Problem requirements – Lines from the one containing "wiper in the photo above." through the end of the data below are to be transcribed exactly; leave out all others.

Referring expression data –

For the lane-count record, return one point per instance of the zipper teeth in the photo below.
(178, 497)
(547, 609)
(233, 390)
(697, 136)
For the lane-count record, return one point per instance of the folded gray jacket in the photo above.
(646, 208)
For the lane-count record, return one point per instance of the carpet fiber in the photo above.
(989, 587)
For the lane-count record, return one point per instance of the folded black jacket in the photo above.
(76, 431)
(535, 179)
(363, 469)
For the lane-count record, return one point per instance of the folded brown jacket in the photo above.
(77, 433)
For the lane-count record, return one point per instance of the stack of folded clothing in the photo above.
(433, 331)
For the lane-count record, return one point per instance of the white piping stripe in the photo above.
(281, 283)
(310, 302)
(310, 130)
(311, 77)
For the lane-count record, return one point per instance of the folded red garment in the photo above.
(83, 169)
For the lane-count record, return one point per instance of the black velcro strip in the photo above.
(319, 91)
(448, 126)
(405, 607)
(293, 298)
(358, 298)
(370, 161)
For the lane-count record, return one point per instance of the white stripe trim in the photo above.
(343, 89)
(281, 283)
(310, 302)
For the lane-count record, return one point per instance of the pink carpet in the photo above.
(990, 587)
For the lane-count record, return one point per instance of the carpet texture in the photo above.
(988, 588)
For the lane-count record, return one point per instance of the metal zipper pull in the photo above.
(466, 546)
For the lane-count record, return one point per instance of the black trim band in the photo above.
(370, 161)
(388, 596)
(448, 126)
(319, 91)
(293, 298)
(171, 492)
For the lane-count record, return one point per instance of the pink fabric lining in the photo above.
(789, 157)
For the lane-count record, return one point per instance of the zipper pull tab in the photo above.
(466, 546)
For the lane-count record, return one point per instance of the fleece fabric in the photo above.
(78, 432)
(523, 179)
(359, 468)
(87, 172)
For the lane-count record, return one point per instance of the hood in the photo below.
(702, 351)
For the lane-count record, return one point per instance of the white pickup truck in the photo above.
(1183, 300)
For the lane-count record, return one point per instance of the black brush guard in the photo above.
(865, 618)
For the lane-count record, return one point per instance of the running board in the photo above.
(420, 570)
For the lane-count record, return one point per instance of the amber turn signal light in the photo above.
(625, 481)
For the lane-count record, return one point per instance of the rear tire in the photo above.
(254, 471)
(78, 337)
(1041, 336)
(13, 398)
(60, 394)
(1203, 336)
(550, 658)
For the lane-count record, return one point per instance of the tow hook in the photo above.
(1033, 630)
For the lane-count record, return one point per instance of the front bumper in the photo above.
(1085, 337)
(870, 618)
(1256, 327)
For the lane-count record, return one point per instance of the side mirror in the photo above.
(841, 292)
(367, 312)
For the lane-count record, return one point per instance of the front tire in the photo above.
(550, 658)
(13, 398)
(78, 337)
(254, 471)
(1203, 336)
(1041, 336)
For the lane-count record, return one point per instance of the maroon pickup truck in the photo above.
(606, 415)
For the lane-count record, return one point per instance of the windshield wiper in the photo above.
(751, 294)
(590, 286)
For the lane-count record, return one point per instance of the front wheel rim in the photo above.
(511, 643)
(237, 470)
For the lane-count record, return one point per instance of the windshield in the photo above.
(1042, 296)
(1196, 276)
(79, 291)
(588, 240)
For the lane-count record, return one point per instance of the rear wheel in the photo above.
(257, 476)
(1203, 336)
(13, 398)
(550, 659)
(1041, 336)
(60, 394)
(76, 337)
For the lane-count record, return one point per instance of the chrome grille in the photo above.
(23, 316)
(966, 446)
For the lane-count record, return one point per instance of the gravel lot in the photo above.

Solution for this exercise –
For the lane-count record, return one point per instance of the windshield wiper in the photo above.
(751, 294)
(590, 286)
For the lane-count record, return one point per instance of the front wheel rim in the photo above.
(511, 643)
(237, 470)
For the lane-count record, return one point per instance of the windshield in the photo above.
(1042, 296)
(1196, 276)
(79, 291)
(588, 240)
For the lane-count record, return one point per instance of the rear wheel in the photo above.
(257, 476)
(1203, 336)
(13, 398)
(550, 659)
(1041, 336)
(60, 394)
(76, 337)
For the lane-count record, return one point per instance of the chrome grille in the photo above.
(23, 316)
(966, 446)
For the lane-count record, return one point per instance of the gravel lot in the photo above.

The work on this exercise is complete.